From 8eda87211097195d96d7d12be37dd39d6a7c8b80 Mon Sep 17 00:00:00 2001
From: Dave Chinner <dchinner@redhat.com>
Date: Thu, 17 Mar 2022 09:09:12 -0700
Subject: xfs: AIL should be log centric

The AIL operates purely on log items, so it is a log centric
subsystem. Divorce it from the xfs_mount and instead have it pass
around xlog pointers.

Signed-off-by: Dave Chinner <dchinner@redhat.com>
Reviewed-by: Chandan Babu R <chandan.babu@oracle.com>
Reviewed-by: Darrick J. Wong <djwong@kernel.org>
Signed-off-by: Darrick J. Wong <djwong@kernel.org>
---
 fs/xfs/xfs_trans.c      |  2 +-
 fs/xfs/xfs_trans_ail.c  | 26 +++++++++++++-------------
 fs/xfs/xfs_trans_priv.h |  3 ++-
 3 files changed, 16 insertions(+), 15 deletions(-)

(limited to 'fs/xfs')

diff --git a/fs/xfs/xfs_trans.c b/fs/xfs/xfs_trans.c
index 50f22c34716a..917a69f0a6ff 100644
--- a/fs/xfs/xfs_trans.c
+++ b/fs/xfs/xfs_trans.c
@@ -775,7 +775,7 @@ xfs_trans_committed_bulk(
 		 * object into the AIL as we are in a shutdown situation.
 		 */
 		if (aborted) {
-			ASSERT(xfs_is_shutdown(ailp->ail_mount));
+			ASSERT(xlog_is_shutdown(ailp->ail_log));
 			if (lip->li_ops->iop_unpin)
 				lip->li_ops->iop_unpin(lip, 1);
 			continue;
diff --git a/fs/xfs/xfs_trans_ail.c b/fs/xfs/xfs_trans_ail.c
index 1b52952097c1..c2ccb98c7bcd 100644
--- a/fs/xfs/xfs_trans_ail.c
+++ b/fs/xfs/xfs_trans_ail.c
@@ -398,7 +398,7 @@ xfsaild_push_item(
 	 * If log item pinning is enabled, skip the push and track the item as
 	 * pinned. This can help induce head-behind-tail conditions.
 	 */
-	if (XFS_TEST_ERROR(false, ailp->ail_mount, XFS_ERRTAG_LOG_ITEM_PIN))
+	if (XFS_TEST_ERROR(false, ailp->ail_log->l_mp, XFS_ERRTAG_LOG_ITEM_PIN))
 		return XFS_ITEM_PINNED;
 
 	/*
@@ -418,7 +418,7 @@ static long
 xfsaild_push(
 	struct xfs_ail		*ailp)

**Given exercise**:
Output everything in the patch above from "lip->li_ops->iop_unpin(lip, 1);" down to "induce head-behind-tail conditions.", with no changes.

**Given data**:

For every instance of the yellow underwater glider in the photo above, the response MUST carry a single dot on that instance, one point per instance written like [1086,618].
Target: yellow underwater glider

**Exercise output**:
lip->li_ops->iop_unpin(lip, 1);
 			continue;
diff --git a/fs/xfs/xfs_trans_ail.c b/fs/xfs/xfs_trans_ail.c
index 1b52952097c1..c2ccb98c7bcd 100644
--- a/fs/xfs/xfs_trans_ail.c
+++ b/fs/xfs/xfs_trans_ail.c
@@ -398,7 +398,7 @@ xfsaild_push_item(
 	 * If log item pinning is enabled, skip the push and track the item as
 	 * pinned. This can help induce head-behind-tail conditions.